■ **Task objective**:
Which lines of the entries below include "before"? List them all.

■ **Data records**:
=== Section Start ===
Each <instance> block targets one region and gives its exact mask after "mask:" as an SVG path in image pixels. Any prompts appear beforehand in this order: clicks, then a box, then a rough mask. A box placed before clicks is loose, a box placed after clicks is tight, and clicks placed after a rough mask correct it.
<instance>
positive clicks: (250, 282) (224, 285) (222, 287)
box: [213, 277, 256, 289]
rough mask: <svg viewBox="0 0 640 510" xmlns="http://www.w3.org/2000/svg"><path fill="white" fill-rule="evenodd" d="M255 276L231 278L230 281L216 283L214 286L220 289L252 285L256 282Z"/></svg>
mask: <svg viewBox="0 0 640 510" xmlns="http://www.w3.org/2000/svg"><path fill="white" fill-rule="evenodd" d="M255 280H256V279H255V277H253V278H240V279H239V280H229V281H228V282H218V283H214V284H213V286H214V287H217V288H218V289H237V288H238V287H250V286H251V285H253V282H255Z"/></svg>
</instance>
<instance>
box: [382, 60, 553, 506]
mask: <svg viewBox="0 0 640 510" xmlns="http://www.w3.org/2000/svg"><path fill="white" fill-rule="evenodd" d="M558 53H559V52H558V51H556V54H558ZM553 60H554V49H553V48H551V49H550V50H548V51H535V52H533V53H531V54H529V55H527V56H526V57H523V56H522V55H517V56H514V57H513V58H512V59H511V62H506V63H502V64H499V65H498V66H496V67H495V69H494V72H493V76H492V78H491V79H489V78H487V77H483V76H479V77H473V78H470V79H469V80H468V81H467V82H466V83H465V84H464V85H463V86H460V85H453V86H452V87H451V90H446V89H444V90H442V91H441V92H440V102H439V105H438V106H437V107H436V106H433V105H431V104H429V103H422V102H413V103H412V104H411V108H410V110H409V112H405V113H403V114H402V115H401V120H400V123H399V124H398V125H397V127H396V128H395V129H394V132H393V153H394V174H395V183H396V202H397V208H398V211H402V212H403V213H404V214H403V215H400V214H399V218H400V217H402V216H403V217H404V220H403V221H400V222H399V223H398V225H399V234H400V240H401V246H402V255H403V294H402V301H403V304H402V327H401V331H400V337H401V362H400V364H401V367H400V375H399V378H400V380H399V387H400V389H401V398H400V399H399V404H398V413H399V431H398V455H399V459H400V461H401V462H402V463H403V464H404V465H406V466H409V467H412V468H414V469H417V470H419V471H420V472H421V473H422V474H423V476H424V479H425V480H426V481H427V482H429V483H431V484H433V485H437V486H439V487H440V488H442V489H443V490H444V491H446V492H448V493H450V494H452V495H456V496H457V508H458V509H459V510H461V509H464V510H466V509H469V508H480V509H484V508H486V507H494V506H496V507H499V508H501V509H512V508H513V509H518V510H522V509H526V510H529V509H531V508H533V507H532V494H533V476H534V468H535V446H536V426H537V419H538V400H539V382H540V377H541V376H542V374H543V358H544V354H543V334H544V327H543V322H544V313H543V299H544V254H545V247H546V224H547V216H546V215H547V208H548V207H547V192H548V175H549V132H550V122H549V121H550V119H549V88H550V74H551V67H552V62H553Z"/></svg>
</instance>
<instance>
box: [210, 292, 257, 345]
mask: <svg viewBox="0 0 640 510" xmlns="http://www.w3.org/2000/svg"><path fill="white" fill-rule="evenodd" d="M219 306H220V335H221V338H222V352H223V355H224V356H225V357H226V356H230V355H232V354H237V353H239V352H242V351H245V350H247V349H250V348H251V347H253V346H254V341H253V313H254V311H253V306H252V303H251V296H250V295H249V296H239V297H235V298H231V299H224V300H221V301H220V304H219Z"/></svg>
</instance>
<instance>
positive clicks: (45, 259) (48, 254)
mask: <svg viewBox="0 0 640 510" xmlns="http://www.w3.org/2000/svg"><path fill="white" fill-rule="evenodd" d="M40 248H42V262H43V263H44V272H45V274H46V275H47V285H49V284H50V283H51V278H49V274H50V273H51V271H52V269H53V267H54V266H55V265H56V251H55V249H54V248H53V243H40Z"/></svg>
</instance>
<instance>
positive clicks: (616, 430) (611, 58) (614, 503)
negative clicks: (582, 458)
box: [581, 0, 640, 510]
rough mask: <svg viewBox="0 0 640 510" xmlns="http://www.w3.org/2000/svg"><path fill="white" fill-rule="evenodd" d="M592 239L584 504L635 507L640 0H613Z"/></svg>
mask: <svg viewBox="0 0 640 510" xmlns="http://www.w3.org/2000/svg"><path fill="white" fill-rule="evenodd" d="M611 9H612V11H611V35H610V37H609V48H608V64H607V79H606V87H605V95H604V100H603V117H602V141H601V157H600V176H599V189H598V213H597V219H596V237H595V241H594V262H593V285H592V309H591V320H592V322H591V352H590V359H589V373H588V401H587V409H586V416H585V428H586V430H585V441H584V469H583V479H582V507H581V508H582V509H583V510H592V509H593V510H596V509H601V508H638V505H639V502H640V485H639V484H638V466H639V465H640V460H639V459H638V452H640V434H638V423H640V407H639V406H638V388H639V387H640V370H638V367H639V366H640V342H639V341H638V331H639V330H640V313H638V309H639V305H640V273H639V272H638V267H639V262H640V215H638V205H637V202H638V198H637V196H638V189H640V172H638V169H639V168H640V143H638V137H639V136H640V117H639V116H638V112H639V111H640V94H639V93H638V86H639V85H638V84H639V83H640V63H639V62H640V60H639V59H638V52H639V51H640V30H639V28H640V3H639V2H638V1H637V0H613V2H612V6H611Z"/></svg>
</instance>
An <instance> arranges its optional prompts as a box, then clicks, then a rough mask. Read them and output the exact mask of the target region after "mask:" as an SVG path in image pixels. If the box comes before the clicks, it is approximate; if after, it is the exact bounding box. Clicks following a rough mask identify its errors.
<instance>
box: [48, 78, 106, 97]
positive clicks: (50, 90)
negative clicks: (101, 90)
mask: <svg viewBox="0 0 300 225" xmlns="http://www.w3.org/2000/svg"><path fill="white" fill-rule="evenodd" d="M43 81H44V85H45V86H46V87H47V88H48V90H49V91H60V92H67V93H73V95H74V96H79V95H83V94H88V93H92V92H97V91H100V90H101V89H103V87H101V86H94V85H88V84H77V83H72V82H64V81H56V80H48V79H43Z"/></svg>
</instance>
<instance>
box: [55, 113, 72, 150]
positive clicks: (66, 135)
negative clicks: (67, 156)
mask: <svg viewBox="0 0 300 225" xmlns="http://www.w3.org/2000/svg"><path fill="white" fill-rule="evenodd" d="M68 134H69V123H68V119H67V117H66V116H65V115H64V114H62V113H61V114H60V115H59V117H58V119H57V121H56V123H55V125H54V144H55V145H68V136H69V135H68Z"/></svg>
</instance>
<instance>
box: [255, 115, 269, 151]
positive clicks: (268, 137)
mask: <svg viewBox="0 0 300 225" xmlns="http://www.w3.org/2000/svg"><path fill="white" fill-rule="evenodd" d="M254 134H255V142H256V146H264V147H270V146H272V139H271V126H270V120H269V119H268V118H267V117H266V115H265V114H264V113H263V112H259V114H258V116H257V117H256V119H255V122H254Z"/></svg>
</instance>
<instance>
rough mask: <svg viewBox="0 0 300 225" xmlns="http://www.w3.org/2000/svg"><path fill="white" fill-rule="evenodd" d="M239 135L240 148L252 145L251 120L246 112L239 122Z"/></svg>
=== Section End ===
■ **Solution for this exercise**:
Each <instance> block targets one region and gives its exact mask after "mask:" as an SVG path in image pixels. Any prompts appear beforehand in this order: clicks, then a box, then a rough mask. A box placed before clicks is loose, a box placed after clicks is tight, and clicks placed after a rough mask correct it.
An <instance> arranges its optional prompts as a box, then clicks, then a rough mask. Read them and output the exact mask of the target region after "mask:" as an SVG path in image pixels. If the box comes before the clicks, it is approximate; if after, it is the exact bounding box. Clicks following a rough mask identify its errors.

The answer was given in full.